(Source material)
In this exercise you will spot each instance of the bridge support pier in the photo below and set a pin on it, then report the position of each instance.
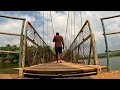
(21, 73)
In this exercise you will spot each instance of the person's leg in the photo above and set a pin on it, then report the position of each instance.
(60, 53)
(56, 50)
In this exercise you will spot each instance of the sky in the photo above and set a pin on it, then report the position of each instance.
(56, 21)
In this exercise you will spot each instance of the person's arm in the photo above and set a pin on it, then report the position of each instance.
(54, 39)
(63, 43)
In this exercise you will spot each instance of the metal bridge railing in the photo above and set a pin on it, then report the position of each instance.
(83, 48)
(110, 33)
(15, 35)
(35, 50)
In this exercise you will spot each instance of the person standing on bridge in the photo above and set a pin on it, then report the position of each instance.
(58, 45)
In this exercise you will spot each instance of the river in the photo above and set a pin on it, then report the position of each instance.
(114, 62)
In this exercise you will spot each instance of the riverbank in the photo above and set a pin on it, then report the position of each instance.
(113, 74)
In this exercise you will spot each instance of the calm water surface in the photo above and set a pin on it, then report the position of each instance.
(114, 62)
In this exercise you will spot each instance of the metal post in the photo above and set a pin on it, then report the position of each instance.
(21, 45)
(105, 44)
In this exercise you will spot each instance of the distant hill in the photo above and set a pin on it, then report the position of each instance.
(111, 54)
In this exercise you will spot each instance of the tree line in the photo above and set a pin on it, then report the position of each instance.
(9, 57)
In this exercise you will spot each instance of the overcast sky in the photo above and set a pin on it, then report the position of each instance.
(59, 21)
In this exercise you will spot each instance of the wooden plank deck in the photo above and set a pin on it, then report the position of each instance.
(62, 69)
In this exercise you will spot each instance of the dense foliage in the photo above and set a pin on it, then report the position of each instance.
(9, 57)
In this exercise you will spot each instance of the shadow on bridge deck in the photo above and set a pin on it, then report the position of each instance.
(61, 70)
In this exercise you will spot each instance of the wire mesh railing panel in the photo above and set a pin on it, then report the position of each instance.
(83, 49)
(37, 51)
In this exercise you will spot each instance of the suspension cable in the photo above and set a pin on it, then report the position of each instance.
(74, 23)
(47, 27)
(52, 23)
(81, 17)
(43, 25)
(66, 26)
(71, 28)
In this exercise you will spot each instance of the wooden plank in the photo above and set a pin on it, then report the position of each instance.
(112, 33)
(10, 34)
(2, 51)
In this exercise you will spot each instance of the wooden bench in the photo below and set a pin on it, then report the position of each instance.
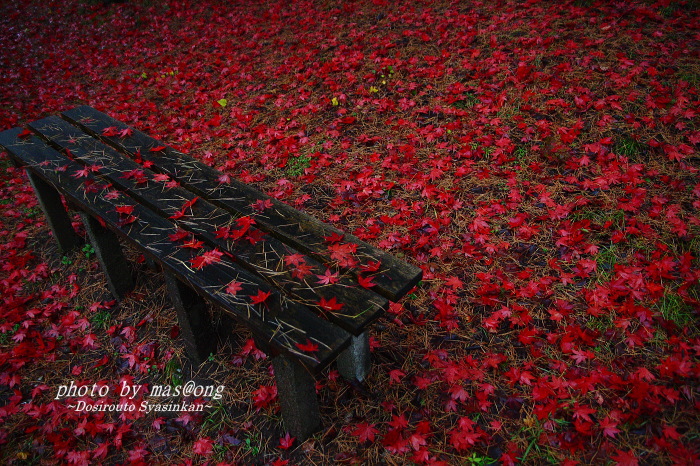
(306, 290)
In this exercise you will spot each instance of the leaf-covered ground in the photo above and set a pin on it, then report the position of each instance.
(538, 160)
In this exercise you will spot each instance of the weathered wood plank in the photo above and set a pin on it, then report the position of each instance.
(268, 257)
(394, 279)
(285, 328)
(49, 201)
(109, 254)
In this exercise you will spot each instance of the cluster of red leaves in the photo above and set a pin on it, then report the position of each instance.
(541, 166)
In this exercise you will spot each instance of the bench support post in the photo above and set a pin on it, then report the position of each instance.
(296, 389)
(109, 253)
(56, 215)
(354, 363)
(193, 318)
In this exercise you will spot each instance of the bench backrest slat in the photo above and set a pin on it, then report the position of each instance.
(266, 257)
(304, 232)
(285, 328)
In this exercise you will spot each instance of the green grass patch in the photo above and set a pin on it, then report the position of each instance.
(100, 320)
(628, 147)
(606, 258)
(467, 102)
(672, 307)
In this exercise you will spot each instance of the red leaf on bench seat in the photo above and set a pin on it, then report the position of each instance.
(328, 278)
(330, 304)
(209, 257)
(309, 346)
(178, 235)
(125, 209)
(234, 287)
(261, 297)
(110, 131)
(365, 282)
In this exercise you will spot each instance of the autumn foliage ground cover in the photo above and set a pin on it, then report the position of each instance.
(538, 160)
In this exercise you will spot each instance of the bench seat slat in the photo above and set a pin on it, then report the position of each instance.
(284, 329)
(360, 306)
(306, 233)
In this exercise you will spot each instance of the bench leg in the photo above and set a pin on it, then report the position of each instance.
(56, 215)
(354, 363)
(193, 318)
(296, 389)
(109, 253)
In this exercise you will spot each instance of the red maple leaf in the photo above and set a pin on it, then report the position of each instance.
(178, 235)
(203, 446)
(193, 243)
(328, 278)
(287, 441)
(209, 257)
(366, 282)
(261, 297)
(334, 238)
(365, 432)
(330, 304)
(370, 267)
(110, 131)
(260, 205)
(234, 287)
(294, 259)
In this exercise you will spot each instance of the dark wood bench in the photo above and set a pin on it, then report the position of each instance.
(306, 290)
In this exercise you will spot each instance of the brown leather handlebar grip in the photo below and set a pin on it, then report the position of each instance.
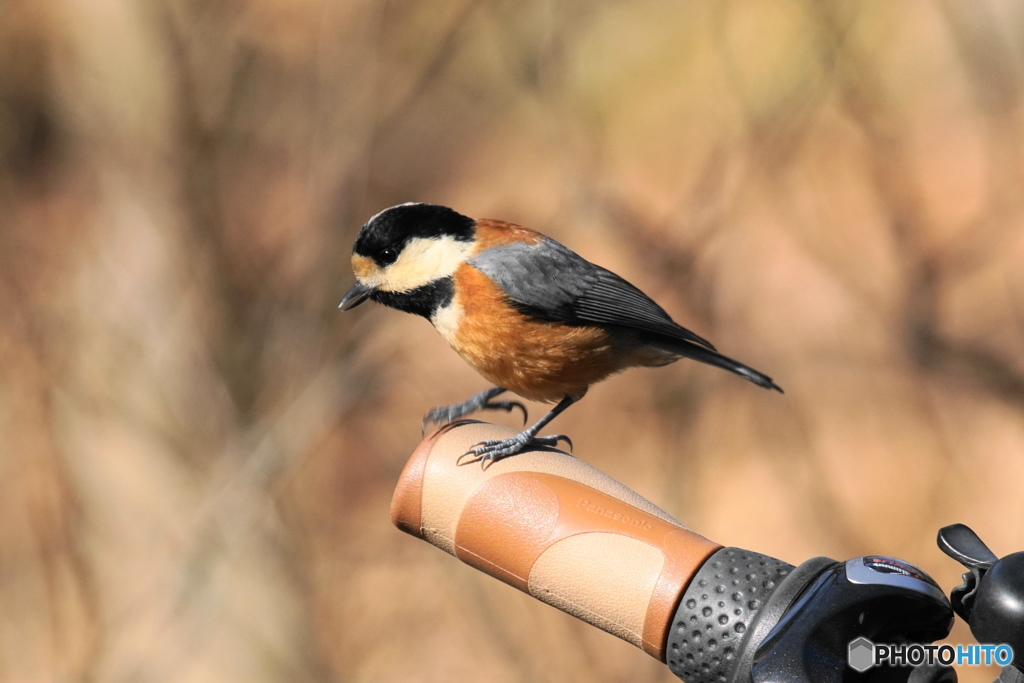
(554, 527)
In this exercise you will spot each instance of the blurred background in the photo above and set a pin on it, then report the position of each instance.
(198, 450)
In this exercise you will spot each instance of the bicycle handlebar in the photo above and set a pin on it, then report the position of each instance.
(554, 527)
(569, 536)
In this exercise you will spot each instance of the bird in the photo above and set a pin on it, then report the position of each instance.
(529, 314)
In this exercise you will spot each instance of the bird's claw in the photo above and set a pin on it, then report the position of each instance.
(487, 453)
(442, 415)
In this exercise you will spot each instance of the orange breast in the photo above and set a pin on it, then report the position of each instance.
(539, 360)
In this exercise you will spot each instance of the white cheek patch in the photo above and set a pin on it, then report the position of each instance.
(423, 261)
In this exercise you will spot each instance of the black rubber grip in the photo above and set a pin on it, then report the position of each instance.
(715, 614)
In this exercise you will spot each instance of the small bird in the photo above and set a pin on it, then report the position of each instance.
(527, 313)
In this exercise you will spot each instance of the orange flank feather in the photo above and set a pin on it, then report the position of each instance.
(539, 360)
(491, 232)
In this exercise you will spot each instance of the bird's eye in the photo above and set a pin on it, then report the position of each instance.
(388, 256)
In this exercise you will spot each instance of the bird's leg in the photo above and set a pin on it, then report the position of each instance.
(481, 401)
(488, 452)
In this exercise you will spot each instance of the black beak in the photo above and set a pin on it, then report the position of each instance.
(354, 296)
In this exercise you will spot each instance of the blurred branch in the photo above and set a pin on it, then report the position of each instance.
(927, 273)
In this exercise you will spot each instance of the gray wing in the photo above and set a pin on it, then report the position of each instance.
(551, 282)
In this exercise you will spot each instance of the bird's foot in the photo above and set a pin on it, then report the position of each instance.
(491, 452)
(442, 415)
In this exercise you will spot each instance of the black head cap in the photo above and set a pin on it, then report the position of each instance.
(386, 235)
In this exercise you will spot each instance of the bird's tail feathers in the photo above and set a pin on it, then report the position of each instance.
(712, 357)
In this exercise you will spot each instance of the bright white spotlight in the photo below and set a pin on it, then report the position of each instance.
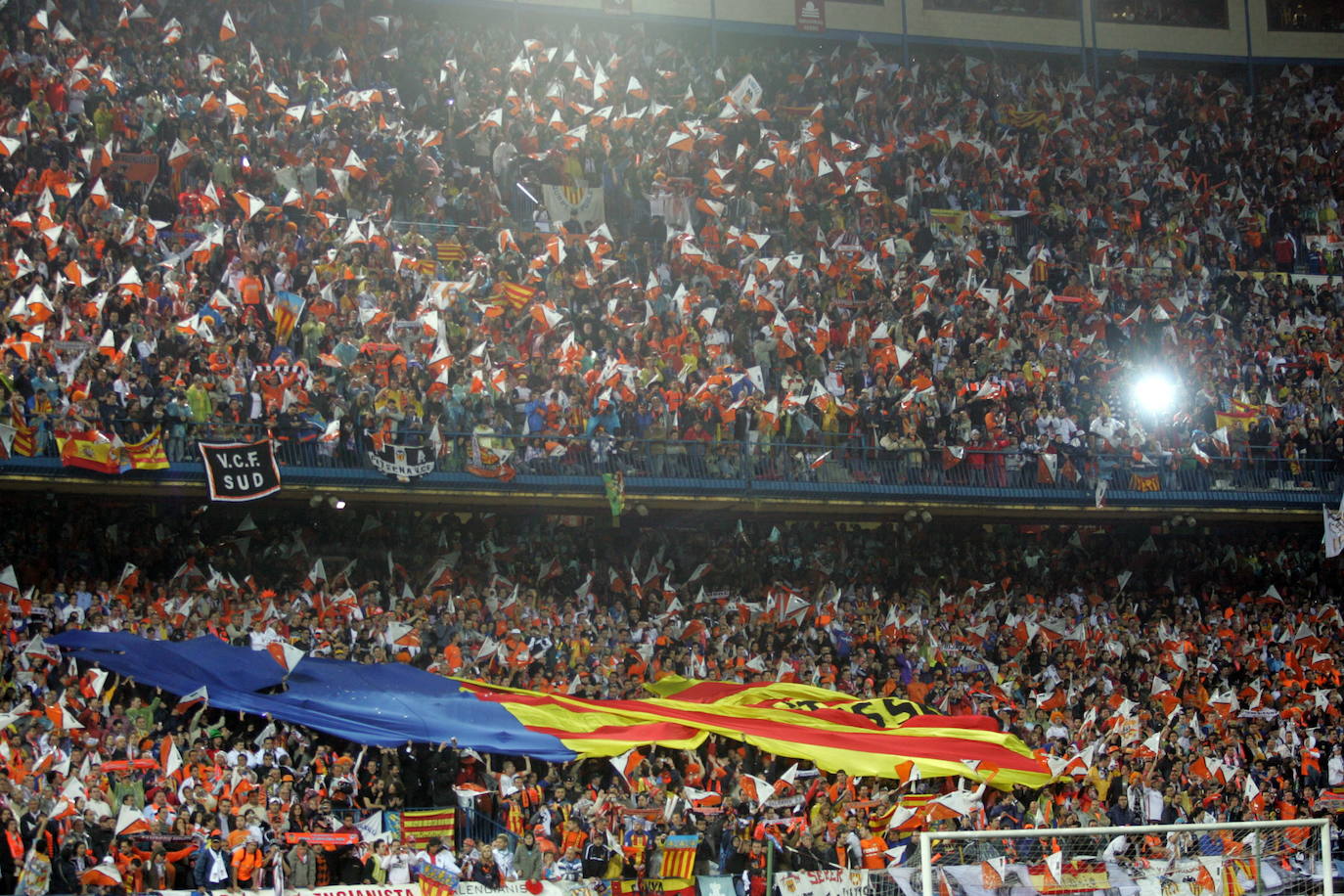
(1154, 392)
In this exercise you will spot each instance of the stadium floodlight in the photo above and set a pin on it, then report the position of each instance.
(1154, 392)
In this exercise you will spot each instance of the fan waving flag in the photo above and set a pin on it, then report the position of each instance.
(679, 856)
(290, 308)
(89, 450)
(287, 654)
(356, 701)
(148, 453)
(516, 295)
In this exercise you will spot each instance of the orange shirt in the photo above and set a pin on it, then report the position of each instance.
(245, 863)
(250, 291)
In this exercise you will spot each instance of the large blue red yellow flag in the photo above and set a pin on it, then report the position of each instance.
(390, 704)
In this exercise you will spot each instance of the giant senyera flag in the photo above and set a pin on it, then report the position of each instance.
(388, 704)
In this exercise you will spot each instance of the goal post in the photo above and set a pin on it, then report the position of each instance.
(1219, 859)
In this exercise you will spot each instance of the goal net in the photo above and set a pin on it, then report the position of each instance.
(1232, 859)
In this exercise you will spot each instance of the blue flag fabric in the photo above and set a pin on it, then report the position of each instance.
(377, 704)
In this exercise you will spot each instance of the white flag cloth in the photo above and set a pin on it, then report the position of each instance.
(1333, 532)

(Assignment) The expected output is every record above, copied exactly, without pictures.

(Your response)
In this exercise you will spot each instance of the bridge support pier in the photo below and set a pin on it, then report the position of each instance.
(21, 73)
In this exercise you will spot each instance of the person's leg in the photo above and set a pin on it, then report the position of each instance.
(60, 53)
(56, 50)
In this exercise you will spot each instance of the sky in the photo above and set a pin on it, then report the position of each instance.
(56, 21)
In this exercise you will spot each instance of the person's arm in the photo above and set a pin on it, then report the position of each instance.
(54, 39)
(63, 43)
In this exercise you will spot each instance of the metal bridge railing in the photo above and set a pin on it, then report the position of each instance.
(83, 48)
(110, 33)
(15, 35)
(35, 50)
In this exercise you will spot each instance of the person standing on bridge in the photo above and set a pin on it, then report the position of each instance.
(58, 45)
In this exercise you will spot each instance of the river in the photo above and set a pin on it, then report the position of each instance.
(114, 62)
In this exercise you will spot each instance of the riverbank in the photo above and set a pin on it, then report the position of each instance.
(113, 74)
In this exercise you will spot each instance of the calm water surface in the photo above and set a pin on it, then report the position of each instance.
(114, 62)
In this exercise you will spot each instance of the metal post in the photo above and set a pin on it, then report the position of each instance.
(21, 45)
(105, 44)
In this exercise you will spot each instance of the distant hill in the photo above and set a pin on it, then report the position of each instance.
(111, 54)
In this exercise you will spot each instance of the tree line in the photo above and set a pin on it, then report the position of each instance.
(9, 57)
In this exercise you will spot each instance of the overcast sky in the photo above and set a pin on it, then report the position of each instance.
(59, 21)
In this exercise you will spot each instance of the wooden plank deck in the photo above and set a pin on it, then report the position of each instance.
(62, 69)
In this exercise you will spot each instance of the dense foliage in the photo above and set a pin on it, then report the position of each instance.
(9, 57)
In this exercise you will spot each instance of the shadow on bridge deck in the photo above and set a pin on it, then report the position of each instance.
(61, 70)
In this exercise you will spot each instance of the wire mesh railing panel in the photo above and set a pin on it, then report the position of each instance.
(83, 49)
(37, 51)
In this exercise you will spot each instance of the suspension cable in the photo above and set a pin on it, then report the position of each instance.
(74, 23)
(47, 27)
(52, 23)
(81, 17)
(43, 25)
(66, 26)
(71, 28)
In this exercise you will spot each instance of the wooden plank in the photo above and set a pin on it, then report the position of each instance.
(112, 33)
(10, 34)
(2, 51)
In this exercise you will spot each instance of the wooden bench in the photo below and set a pin on it, then report the position of each instance.
(306, 290)
In this exercise you will spot each instance of the leaf-covered ground in the photo above and set a pin on it, then report the position of each instance.
(538, 160)
In this exercise you will spot each instance of the weathered wood plank in the photo above and set a pin on it, then report the position of each instance.
(268, 257)
(394, 279)
(285, 328)
(49, 201)
(109, 254)
In this exercise you will spot each instance of the cluster of red leaves in the photo above and set a pin on it, then report the position of each instance.
(541, 166)
In this exercise you will spot each instance of the bench support post in the photo above and set a pin on it, then report the position of each instance.
(296, 389)
(109, 253)
(56, 215)
(354, 363)
(193, 318)
In this exercise you will spot each instance of the bench backrest slat in the photo above and set a pin on it, then report the position of each instance.
(266, 257)
(304, 232)
(285, 328)
In this exercise you will spot each instance of the green grass patch in the photo above and set a pin on it, then report the position of each instance.
(100, 320)
(628, 147)
(606, 258)
(467, 102)
(672, 307)
In this exercise you will spot each instance of the red leaf on bench seat in the photo above and set a pin on it, then report the position of each instance.
(328, 278)
(330, 304)
(209, 257)
(309, 346)
(178, 235)
(125, 209)
(234, 287)
(261, 297)
(110, 131)
(365, 282)
In this exercise you will spot each instance of the autumn foliage ground cover in the photo above and set a pin on it, then report the position of each instance.
(538, 160)
In this exercise you will spot each instance of the bench seat slat in the photo above and set a pin on it, then report the position of each instance.
(284, 329)
(360, 306)
(306, 233)
In this exercise you will spot each instance of the bench leg in the photo above and set a pin on it, then report the position of each instance.
(56, 215)
(354, 363)
(193, 318)
(296, 389)
(109, 253)
In this exercise you will spot each instance of the red maple leaf in the photo above and set a pin on it, then report the position of each instance.
(178, 235)
(203, 446)
(193, 243)
(328, 278)
(287, 441)
(209, 257)
(366, 282)
(261, 297)
(334, 238)
(365, 432)
(330, 304)
(370, 267)
(110, 131)
(260, 205)
(234, 287)
(294, 259)
In this exercise you will spot each instance of the dark wood bench in the photo above and set a pin on it, then report the position of each instance.
(306, 290)
In this exercise you will spot each instance of the brown leather handlebar grip in the photo below and set a pin on it, then report the position of each instance.
(554, 527)
In this exercise you will spot each instance of the blurred background in the photo above and set a pin on it, then report the position of each instance.
(198, 450)
In this exercise you will spot each instance of the bicycle handlebar in the photo above and set a pin on it, then report the position of each instance.
(554, 527)
(569, 536)
In this exercise you will spot each instance of the bird in the photo above and set a pin on it, then report the position of each instance.
(529, 314)
In this exercise you will spot each instance of the bird's claw in the photo above and set a pin on it, then report the position of each instance.
(487, 453)
(442, 415)
In this exercise you will spot each instance of the orange breast in the photo above and set a pin on it, then report the position of each instance.
(539, 360)
In this exercise you will spot each instance of the white cheek patch in the photo above and set a pin on it, then report the position of each instance.
(423, 261)
In this exercise you will spot each instance of the black rubber grip in the photo above and set a pin on it, then report the position of each instance.
(715, 614)
In this exercise you will spot each instance of the small bird in the photo above and set a pin on it, then report the position of each instance.
(527, 313)
In this exercise you will spot each instance of the orange flank feather in the photo above and set a pin on it, then report the position of each instance.
(539, 360)
(491, 232)
In this exercise you will spot each instance of the bird's eye in the photo above and set a pin on it, then report the position of each instance.
(388, 256)
In this exercise you will spot each instance of the bird's leg in the photo above and set a pin on it, then report the position of each instance.
(481, 401)
(488, 452)
In this exercise you will spot each instance of the black beak in the photo above and set a pin on it, then report the position of each instance.
(354, 296)
In this exercise you will spot each instance of the blurred branch in the photo above and set a pin on it, then report the position of each instance.
(927, 273)
In this exercise you will spot each instance of the gray wing in the photo above and set a pin on it, then report the position of each instance.
(551, 282)
In this exercise you will spot each instance of the bird's foot in the photo above and set a pin on it, then report the position of each instance.
(491, 452)
(442, 415)
In this exercise you will spot each instance of the black head cap in the photo above and set a pin on it, then report the position of each instance.
(386, 235)
In this exercise you will spot each instance of the bird's tail feathers in the photo above and set a pin on it, then report the position of each instance.
(712, 357)
In this exercise you will spot each instance of the bright white spotlight in the photo below and set a pin on it, then report the position of each instance.
(1154, 392)
In this exercise you will spot each instance of the stadium floodlight in the photo above and set a pin on it, then report the position of each instance.
(1154, 392)
In this exercise you will spot each instance of the fan waving flag in the photo above and set a pin on it, then report the position of each instance.
(679, 856)
(290, 308)
(89, 450)
(287, 654)
(356, 701)
(148, 453)
(516, 295)
In this exercise you will spot each instance of the orange shirt in the photo above and set a pin on it, then report the position of each instance.
(245, 863)
(250, 291)
In this exercise you will spot each instance of the large blue red yellow flag in the photo above and set a pin on it, then report the position of each instance.
(390, 704)
In this exercise you will spot each instance of the giant senyera flag in the photo above and set a pin on it, then report the position of each instance.
(388, 704)
In this exercise you will spot each instance of the goal post in the photo above and set a pin on it, then report the position of each instance.
(1219, 859)
In this exercise you will spot each instance of the goal net in the photo above and set a pin on it, then report the position of each instance.
(1232, 859)
In this exercise you will spot each instance of the blue flag fabric in the photo above and set a pin on it, then report the position of each instance.
(377, 704)
In this exercise you will spot each instance of the white flag cloth in the photo above and set a pin on it, then report the position of each instance.
(1333, 532)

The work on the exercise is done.